| SUPPLIED MATERIAL |
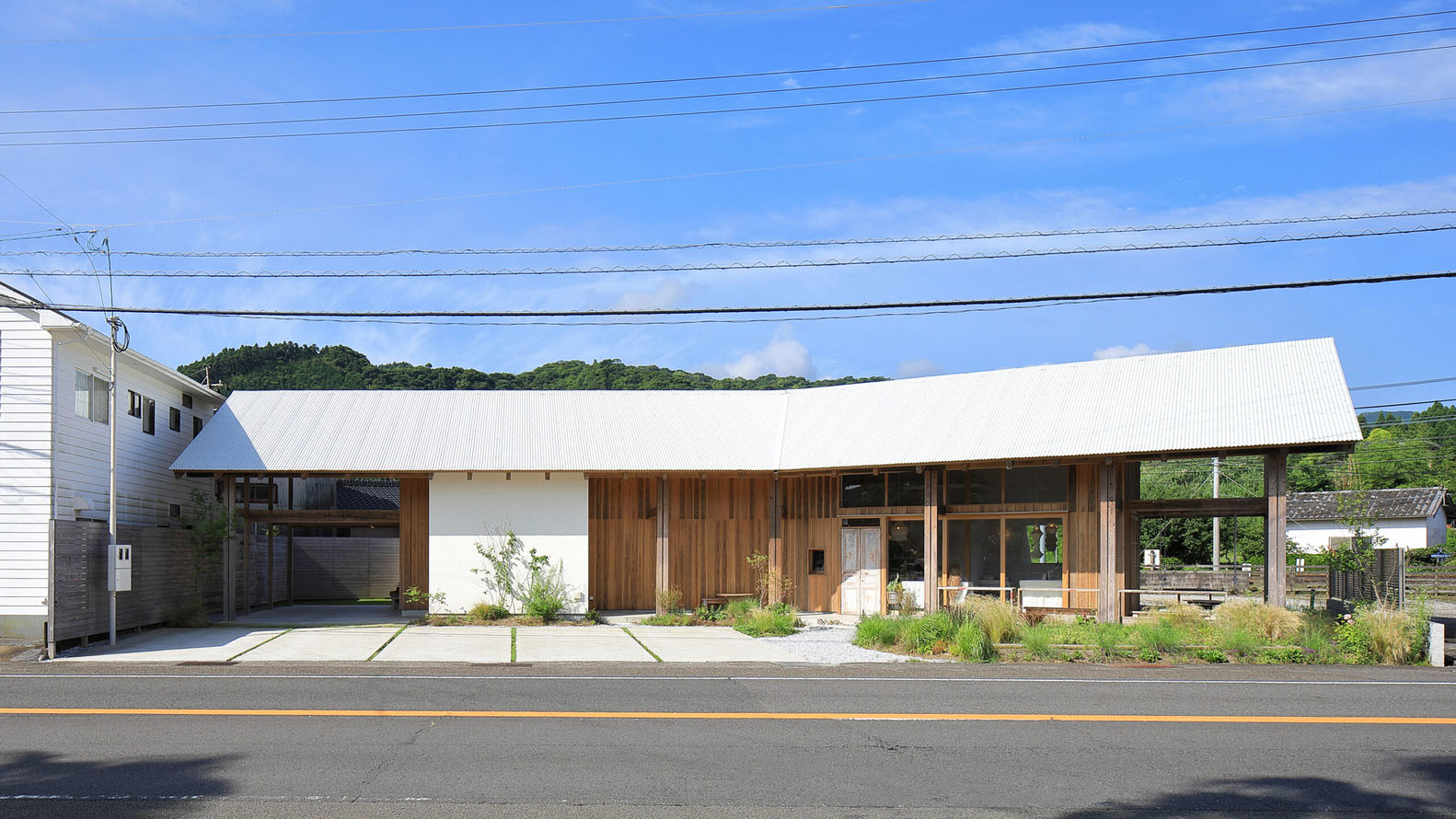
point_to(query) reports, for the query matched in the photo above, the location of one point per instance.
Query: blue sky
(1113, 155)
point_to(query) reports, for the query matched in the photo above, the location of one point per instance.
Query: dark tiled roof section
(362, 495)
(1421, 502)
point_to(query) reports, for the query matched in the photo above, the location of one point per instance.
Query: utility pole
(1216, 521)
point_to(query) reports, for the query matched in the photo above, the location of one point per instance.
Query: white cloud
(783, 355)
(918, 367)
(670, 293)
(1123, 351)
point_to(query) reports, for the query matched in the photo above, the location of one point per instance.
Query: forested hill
---
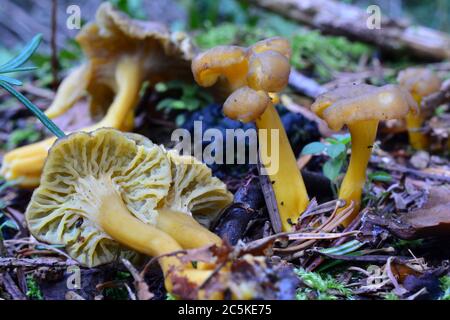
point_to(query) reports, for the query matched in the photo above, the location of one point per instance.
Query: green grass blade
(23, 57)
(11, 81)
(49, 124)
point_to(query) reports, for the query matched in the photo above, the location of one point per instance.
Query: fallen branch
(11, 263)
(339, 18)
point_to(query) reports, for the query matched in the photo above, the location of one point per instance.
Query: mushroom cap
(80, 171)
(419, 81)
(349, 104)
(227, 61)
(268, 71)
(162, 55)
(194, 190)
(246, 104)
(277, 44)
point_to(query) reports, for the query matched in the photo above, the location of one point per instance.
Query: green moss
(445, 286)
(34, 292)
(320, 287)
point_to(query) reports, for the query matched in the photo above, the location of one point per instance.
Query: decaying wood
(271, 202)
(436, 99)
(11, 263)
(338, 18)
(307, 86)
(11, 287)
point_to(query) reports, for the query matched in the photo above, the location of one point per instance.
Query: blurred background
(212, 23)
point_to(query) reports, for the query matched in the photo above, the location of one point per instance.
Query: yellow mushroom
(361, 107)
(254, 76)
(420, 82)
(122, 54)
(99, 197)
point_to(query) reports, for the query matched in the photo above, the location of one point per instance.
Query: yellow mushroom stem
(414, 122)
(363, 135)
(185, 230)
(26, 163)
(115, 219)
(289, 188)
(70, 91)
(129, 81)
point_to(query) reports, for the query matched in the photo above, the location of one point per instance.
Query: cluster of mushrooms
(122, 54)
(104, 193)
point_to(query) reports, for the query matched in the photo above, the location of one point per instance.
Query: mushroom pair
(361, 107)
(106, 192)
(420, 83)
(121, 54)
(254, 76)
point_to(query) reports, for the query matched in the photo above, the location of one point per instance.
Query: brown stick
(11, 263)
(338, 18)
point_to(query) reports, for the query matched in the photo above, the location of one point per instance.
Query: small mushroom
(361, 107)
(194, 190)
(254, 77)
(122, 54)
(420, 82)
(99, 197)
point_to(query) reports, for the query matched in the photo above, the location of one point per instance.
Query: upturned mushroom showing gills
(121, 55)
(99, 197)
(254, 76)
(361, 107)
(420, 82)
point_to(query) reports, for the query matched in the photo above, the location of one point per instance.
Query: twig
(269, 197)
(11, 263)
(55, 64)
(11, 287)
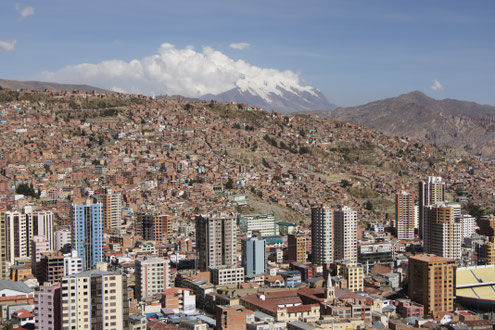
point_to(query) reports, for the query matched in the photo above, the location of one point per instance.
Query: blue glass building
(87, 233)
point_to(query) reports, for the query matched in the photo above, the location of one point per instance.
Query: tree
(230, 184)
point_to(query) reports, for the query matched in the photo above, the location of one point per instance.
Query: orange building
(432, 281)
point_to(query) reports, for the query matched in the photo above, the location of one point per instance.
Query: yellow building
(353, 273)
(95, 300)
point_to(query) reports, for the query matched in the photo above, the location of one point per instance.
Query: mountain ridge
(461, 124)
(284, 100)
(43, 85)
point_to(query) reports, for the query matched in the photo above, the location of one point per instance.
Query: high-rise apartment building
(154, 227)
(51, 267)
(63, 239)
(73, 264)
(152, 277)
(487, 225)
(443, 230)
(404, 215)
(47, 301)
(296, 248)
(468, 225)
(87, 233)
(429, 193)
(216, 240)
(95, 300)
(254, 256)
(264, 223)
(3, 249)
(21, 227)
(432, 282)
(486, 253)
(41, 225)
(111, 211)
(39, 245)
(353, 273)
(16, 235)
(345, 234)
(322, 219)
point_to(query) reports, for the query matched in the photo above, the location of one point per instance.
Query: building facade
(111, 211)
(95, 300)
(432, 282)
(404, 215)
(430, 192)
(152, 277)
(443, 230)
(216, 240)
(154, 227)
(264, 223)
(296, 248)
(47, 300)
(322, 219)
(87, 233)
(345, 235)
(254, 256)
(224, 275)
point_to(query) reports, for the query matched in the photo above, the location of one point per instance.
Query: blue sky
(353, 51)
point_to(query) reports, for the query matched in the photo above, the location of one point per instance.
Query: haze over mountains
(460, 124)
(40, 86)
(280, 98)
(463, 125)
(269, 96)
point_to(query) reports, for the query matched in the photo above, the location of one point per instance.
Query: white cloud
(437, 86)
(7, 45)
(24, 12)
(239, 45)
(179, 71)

| PROBLEM STATEMENT |
Using only the listing above, restate exactly the lines from the line containing "Query: utility pole" through the line containing "Query: forested hill", both included.

| ANSWER BOX |
Query: utility pole
(1216, 521)
point_to(query) reports, for the query matched in the photo above, the location of one point per instance.
Query: white cloud
(783, 355)
(918, 367)
(670, 293)
(1123, 351)
point_to(query) reports, for the query matched in the photo above, the location of one point per instance.
Query: forested hill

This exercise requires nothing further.